(Beginning of THE INPUT)
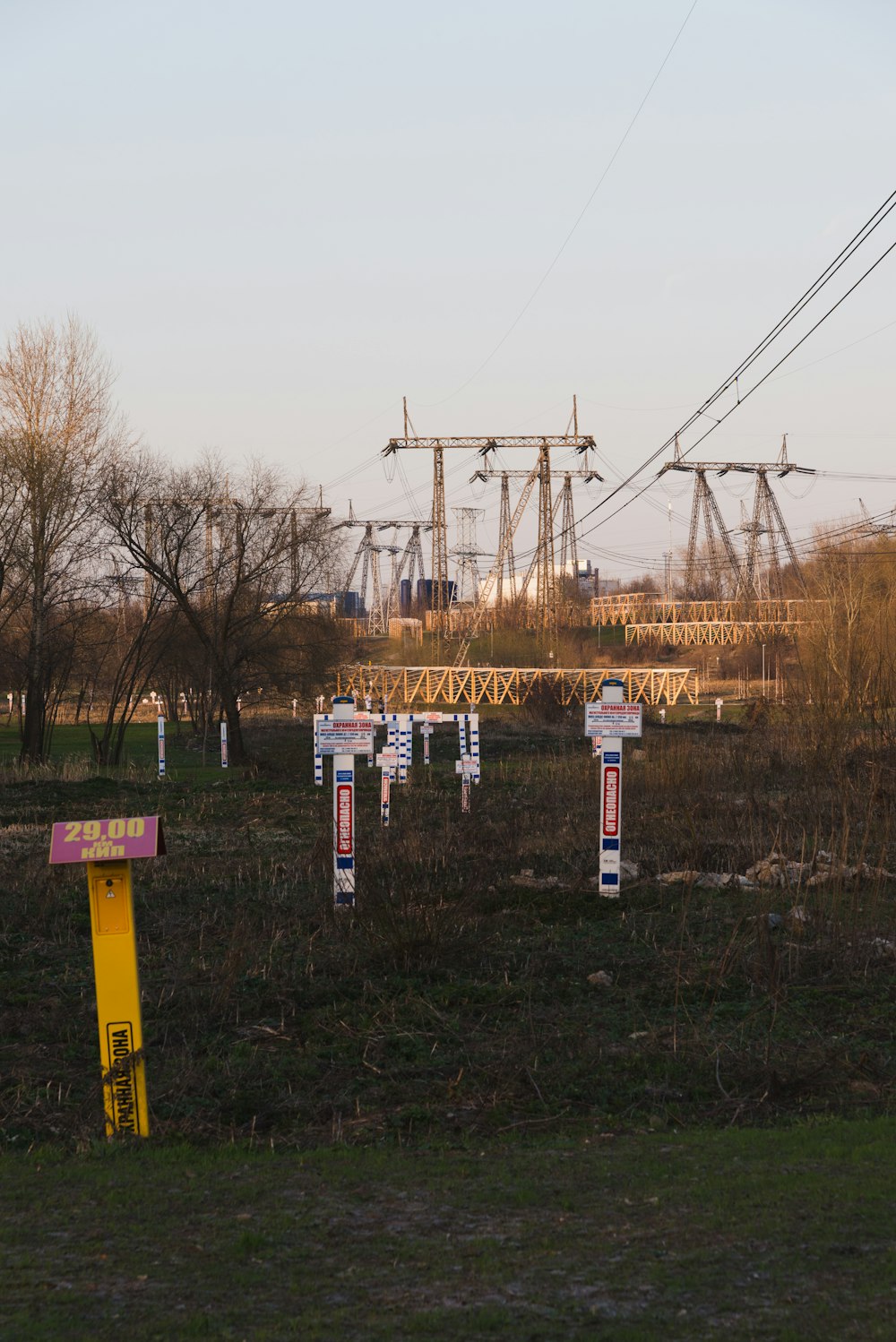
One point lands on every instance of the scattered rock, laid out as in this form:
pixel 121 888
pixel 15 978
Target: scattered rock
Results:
pixel 530 881
pixel 723 881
(End of THE INPUT)
• [TASK ITEM]
What's needed is a word-for-word copy of the lines from the one holding "pixel 121 888" through the final line of the data.

• [TASK RESPONSE]
pixel 121 888
pixel 15 978
Target: scattered rock
Results:
pixel 530 881
pixel 723 881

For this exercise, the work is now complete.